- **Data lines**
****************
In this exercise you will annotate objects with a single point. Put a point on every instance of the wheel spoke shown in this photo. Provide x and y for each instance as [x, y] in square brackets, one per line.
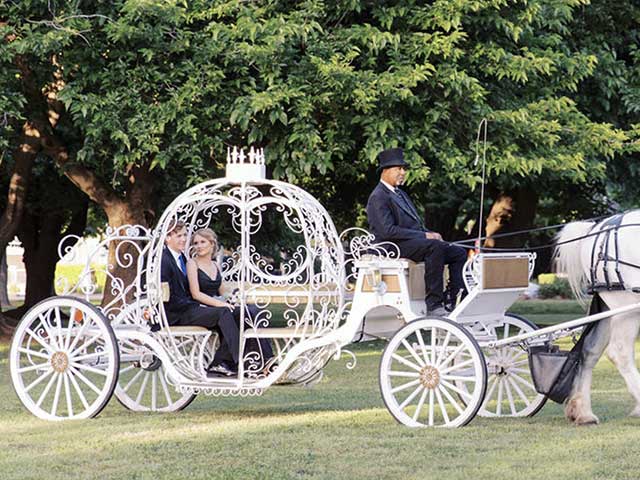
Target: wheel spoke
[453, 355]
[89, 356]
[154, 386]
[72, 316]
[406, 362]
[412, 352]
[404, 386]
[86, 344]
[443, 408]
[443, 350]
[85, 380]
[87, 368]
[410, 397]
[79, 335]
[431, 407]
[33, 367]
[67, 394]
[163, 382]
[56, 395]
[450, 386]
[46, 389]
[457, 366]
[45, 324]
[416, 414]
[41, 341]
[393, 373]
[458, 378]
[59, 327]
[512, 404]
[434, 334]
[78, 390]
[499, 400]
[142, 387]
[39, 379]
[491, 389]
[452, 400]
[34, 353]
[422, 347]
****************
- **What the task asks**
Reproduce all of the lines above verbatim, omitting the picture from your answer.

- **Full solution**
In this exercise you will annotate objects with a single point. Put a point on every instance of the wheel spoke shown in this photo. Provide x and y for each instance as [x, y] in square brackets, one per line.
Target: wheel spoke
[453, 355]
[89, 356]
[154, 386]
[72, 316]
[406, 362]
[412, 352]
[404, 386]
[86, 344]
[443, 408]
[443, 350]
[85, 380]
[87, 368]
[410, 397]
[79, 335]
[431, 407]
[33, 367]
[67, 394]
[163, 382]
[56, 395]
[450, 386]
[46, 389]
[457, 366]
[45, 324]
[416, 414]
[41, 341]
[393, 373]
[458, 378]
[59, 327]
[512, 404]
[434, 334]
[78, 390]
[499, 400]
[142, 387]
[39, 379]
[491, 389]
[452, 400]
[34, 353]
[422, 347]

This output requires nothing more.